■ **REQUIRED WORK**: Up to and including the line holding "[[82, 112], [148, 39], [127, 169], [25, 56]]", write out the data exactly from its first line, but not the pictures.

■ **Image-grounded pointing data**:
-*-

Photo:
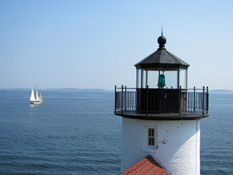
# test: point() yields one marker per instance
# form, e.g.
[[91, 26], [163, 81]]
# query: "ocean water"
[[76, 132]]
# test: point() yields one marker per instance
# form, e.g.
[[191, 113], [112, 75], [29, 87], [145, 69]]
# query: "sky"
[[96, 43]]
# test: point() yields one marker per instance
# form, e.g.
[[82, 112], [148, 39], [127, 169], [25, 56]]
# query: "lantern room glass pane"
[[170, 79], [144, 78], [183, 78], [153, 79]]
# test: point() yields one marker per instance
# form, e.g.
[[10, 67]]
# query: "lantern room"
[[161, 90]]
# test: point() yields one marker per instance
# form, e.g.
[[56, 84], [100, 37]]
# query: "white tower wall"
[[177, 144]]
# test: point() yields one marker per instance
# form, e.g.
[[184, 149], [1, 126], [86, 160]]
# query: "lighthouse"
[[161, 116]]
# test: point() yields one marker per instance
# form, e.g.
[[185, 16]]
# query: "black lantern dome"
[[162, 41]]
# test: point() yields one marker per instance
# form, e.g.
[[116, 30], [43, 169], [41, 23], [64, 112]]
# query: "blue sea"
[[75, 132]]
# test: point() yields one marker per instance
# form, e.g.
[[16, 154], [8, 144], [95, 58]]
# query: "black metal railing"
[[146, 100]]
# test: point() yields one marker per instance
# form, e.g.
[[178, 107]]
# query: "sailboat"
[[36, 97]]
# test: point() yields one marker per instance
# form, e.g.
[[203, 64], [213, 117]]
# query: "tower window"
[[151, 136]]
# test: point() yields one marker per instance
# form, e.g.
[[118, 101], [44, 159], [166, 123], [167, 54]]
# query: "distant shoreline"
[[101, 90]]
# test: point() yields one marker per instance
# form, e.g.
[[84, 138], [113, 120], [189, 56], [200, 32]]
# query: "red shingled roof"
[[146, 166]]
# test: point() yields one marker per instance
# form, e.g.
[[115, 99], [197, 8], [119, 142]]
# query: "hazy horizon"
[[95, 44]]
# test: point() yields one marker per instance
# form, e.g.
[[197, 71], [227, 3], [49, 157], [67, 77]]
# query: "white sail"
[[32, 98], [36, 97], [40, 96]]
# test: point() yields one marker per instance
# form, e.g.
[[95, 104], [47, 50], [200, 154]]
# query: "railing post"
[[179, 101], [122, 96], [207, 99], [125, 97], [194, 99], [115, 100], [203, 101], [147, 98]]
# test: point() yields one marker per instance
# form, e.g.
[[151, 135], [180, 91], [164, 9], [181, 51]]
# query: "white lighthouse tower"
[[161, 116]]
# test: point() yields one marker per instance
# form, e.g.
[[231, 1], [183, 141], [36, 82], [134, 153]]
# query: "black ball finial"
[[162, 41]]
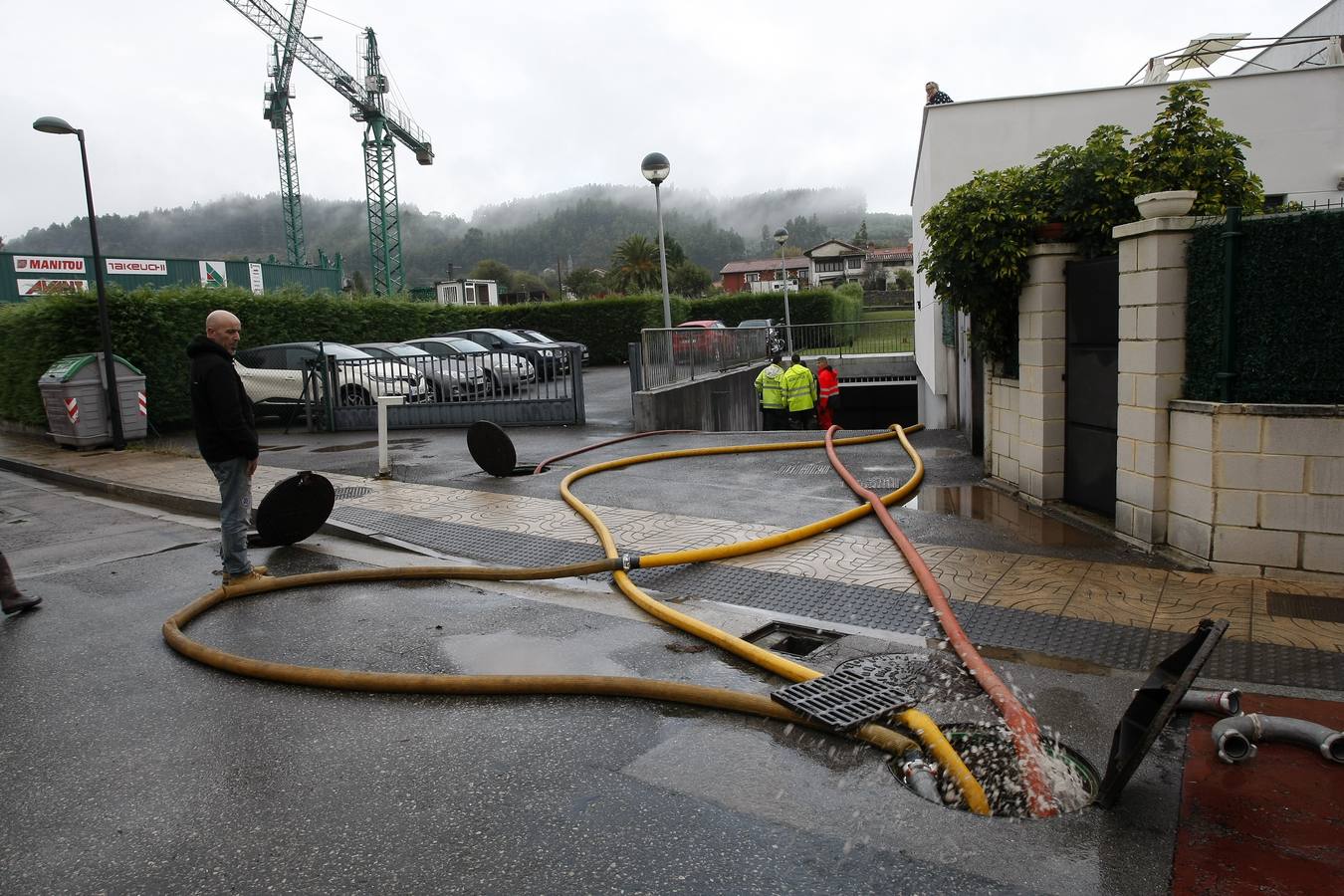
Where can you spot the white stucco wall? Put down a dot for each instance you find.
(1327, 20)
(1294, 121)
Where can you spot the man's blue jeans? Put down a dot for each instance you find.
(234, 512)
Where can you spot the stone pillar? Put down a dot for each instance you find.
(1152, 364)
(1040, 373)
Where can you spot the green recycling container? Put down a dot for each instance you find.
(74, 396)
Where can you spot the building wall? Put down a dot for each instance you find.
(1256, 489)
(1297, 148)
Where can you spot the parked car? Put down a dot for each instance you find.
(549, 360)
(452, 380)
(773, 337)
(273, 375)
(542, 337)
(695, 336)
(506, 371)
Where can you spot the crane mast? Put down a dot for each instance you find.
(281, 117)
(384, 126)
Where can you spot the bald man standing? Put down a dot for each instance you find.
(227, 437)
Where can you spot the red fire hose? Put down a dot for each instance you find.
(1018, 720)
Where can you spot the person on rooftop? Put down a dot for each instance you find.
(936, 97)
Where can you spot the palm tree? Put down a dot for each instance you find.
(634, 265)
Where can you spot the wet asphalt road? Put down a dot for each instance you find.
(129, 769)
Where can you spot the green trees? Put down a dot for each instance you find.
(980, 233)
(1190, 149)
(636, 266)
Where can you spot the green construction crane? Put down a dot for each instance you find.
(384, 125)
(281, 117)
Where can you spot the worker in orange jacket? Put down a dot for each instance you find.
(828, 388)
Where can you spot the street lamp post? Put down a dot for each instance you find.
(783, 237)
(51, 125)
(655, 169)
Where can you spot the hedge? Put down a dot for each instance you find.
(1287, 311)
(150, 330)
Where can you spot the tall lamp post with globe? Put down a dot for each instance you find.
(656, 169)
(783, 237)
(53, 125)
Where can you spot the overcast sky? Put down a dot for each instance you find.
(523, 97)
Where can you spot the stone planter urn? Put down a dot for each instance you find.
(1168, 203)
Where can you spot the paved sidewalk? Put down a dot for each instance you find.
(1027, 606)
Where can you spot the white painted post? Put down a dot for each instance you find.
(384, 466)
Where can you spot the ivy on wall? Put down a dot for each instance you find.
(1287, 311)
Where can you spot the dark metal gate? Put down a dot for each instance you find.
(1091, 354)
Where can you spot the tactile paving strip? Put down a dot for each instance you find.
(492, 546)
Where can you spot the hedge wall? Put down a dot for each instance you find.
(1287, 311)
(150, 328)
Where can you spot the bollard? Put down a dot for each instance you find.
(384, 466)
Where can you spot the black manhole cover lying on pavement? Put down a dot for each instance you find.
(1153, 704)
(295, 508)
(843, 700)
(930, 677)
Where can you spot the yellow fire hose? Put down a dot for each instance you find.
(594, 685)
(917, 722)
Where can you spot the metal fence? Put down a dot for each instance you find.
(437, 391)
(682, 354)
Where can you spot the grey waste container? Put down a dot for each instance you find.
(73, 394)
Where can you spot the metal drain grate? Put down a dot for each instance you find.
(803, 469)
(843, 700)
(351, 492)
(926, 677)
(1305, 606)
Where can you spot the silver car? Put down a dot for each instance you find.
(507, 371)
(452, 379)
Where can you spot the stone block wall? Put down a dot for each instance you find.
(1256, 489)
(1002, 460)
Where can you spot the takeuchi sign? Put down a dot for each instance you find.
(157, 268)
(47, 264)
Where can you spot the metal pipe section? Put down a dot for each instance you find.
(1226, 703)
(1235, 738)
(918, 776)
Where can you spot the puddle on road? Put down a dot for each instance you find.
(1005, 512)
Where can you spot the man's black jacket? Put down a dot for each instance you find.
(219, 407)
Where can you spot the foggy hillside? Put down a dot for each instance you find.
(575, 227)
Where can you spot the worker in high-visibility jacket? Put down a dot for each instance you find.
(799, 392)
(775, 411)
(828, 394)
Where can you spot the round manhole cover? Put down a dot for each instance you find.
(926, 677)
(295, 508)
(491, 448)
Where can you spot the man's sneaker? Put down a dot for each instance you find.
(18, 603)
(256, 568)
(257, 573)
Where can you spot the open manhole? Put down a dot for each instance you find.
(991, 757)
(928, 677)
(795, 641)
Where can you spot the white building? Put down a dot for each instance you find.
(1293, 119)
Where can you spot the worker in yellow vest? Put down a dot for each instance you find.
(775, 411)
(799, 392)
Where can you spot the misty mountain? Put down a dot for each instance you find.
(576, 227)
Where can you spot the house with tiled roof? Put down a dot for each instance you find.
(835, 262)
(764, 274)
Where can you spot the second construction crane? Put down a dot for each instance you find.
(384, 125)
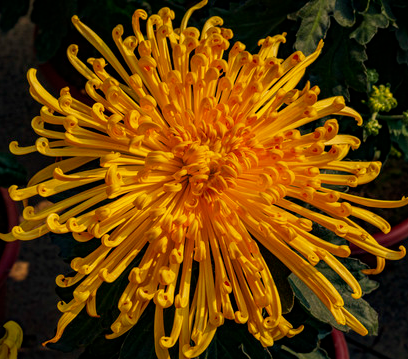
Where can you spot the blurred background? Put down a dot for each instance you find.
(365, 59)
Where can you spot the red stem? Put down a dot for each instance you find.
(396, 235)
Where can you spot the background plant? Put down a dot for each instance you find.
(359, 34)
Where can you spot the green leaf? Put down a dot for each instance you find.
(361, 5)
(252, 20)
(315, 17)
(372, 21)
(344, 13)
(308, 339)
(357, 307)
(11, 172)
(386, 9)
(11, 11)
(399, 135)
(341, 65)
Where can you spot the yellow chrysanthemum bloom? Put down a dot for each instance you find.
(199, 157)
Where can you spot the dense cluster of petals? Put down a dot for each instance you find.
(193, 161)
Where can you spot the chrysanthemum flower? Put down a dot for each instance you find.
(193, 160)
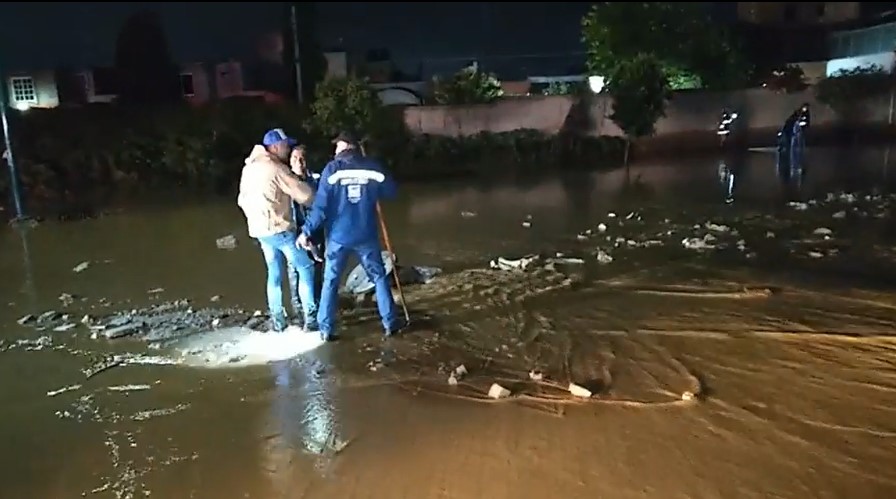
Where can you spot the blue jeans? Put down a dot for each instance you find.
(372, 260)
(301, 278)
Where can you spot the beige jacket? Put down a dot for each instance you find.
(267, 189)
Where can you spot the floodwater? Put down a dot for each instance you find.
(793, 374)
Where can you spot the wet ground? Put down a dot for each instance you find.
(732, 349)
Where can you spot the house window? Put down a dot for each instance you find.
(186, 84)
(23, 89)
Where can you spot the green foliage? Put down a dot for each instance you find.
(787, 79)
(844, 90)
(639, 89)
(679, 35)
(470, 85)
(429, 156)
(344, 104)
(564, 88)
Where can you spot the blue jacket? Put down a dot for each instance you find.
(345, 205)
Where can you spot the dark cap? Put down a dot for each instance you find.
(346, 137)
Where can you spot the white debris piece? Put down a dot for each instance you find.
(579, 391)
(128, 388)
(227, 242)
(498, 392)
(699, 243)
(53, 393)
(502, 263)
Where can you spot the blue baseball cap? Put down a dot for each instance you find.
(278, 135)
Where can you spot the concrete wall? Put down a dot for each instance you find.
(882, 59)
(687, 112)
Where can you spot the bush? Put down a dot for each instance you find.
(68, 156)
(489, 153)
(787, 79)
(468, 86)
(846, 90)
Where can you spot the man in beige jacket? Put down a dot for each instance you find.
(267, 189)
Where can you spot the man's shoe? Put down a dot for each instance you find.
(278, 326)
(399, 326)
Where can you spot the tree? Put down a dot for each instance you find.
(147, 74)
(639, 88)
(788, 79)
(344, 104)
(848, 90)
(692, 50)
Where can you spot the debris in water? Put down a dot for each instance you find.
(227, 242)
(502, 263)
(579, 391)
(498, 392)
(128, 388)
(53, 393)
(102, 365)
(154, 413)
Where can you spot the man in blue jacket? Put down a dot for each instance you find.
(350, 187)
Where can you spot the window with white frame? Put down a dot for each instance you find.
(186, 84)
(23, 89)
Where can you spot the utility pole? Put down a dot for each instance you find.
(8, 156)
(295, 50)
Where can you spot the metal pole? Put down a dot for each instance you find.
(10, 161)
(295, 50)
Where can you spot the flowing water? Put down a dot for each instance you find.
(756, 371)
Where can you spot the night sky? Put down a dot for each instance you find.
(49, 34)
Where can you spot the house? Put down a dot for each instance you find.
(27, 89)
(791, 13)
(863, 43)
(200, 83)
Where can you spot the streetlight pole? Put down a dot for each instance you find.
(8, 156)
(295, 49)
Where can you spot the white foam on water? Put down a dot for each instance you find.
(240, 347)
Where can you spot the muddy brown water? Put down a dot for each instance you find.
(794, 382)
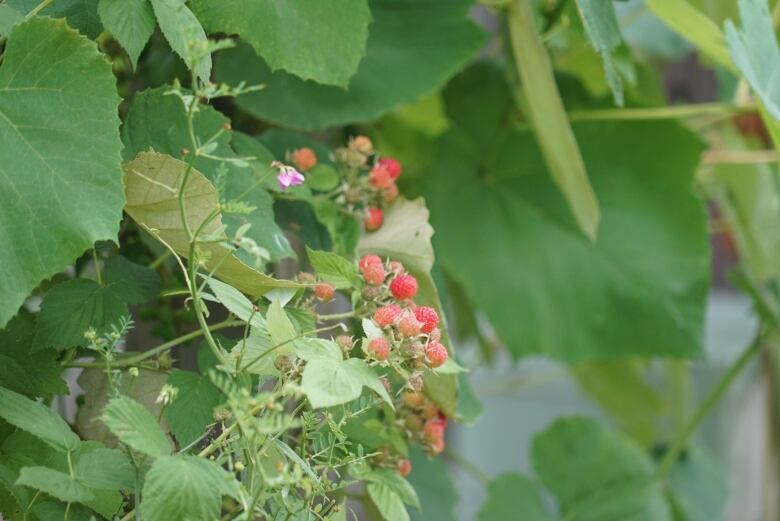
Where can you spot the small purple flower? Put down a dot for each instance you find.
(288, 176)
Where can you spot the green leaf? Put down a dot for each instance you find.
(37, 419)
(698, 490)
(183, 488)
(620, 388)
(311, 39)
(59, 195)
(601, 26)
(135, 426)
(334, 268)
(432, 481)
(388, 502)
(8, 18)
(133, 283)
(80, 14)
(623, 489)
(413, 49)
(105, 469)
(510, 493)
(184, 34)
(755, 52)
(328, 382)
(131, 22)
(54, 483)
(695, 26)
(26, 372)
(73, 307)
(550, 123)
(650, 265)
(151, 185)
(193, 409)
(158, 121)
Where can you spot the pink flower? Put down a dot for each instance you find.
(288, 176)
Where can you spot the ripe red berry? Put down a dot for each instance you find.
(380, 177)
(409, 326)
(387, 315)
(428, 317)
(375, 274)
(390, 193)
(369, 260)
(304, 158)
(403, 287)
(374, 219)
(391, 165)
(436, 354)
(324, 291)
(404, 467)
(379, 349)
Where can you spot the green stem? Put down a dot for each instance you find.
(681, 442)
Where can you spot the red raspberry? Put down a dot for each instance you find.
(404, 467)
(404, 287)
(380, 177)
(436, 354)
(324, 291)
(374, 219)
(304, 158)
(369, 260)
(409, 326)
(428, 317)
(391, 165)
(390, 193)
(387, 315)
(379, 349)
(375, 274)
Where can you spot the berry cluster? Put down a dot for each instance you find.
(369, 180)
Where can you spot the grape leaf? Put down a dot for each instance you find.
(37, 419)
(413, 49)
(650, 267)
(131, 22)
(314, 40)
(73, 307)
(193, 409)
(624, 489)
(510, 493)
(151, 184)
(183, 488)
(158, 121)
(135, 426)
(59, 155)
(184, 33)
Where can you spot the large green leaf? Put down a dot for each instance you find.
(515, 248)
(510, 493)
(32, 373)
(184, 34)
(136, 427)
(55, 483)
(597, 474)
(547, 115)
(314, 40)
(60, 181)
(131, 22)
(158, 121)
(151, 184)
(755, 52)
(37, 419)
(73, 307)
(193, 409)
(413, 48)
(184, 488)
(601, 26)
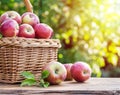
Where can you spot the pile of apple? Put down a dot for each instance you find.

-*-

■ **OUTPUT**:
Photo:
# test: point() yields one marker per instance
# form, e.g.
[[91, 26], [163, 81]]
# query: "ocean water"
[[76, 132]]
# test: point() yields one marker per instance
# form, e.g.
[[191, 113], [112, 75], [29, 87], [145, 69]]
# query: "sky"
[[96, 43]]
# test: point() yields one marker per instance
# form, e.g.
[[82, 112], [148, 39], [127, 169], [25, 56]]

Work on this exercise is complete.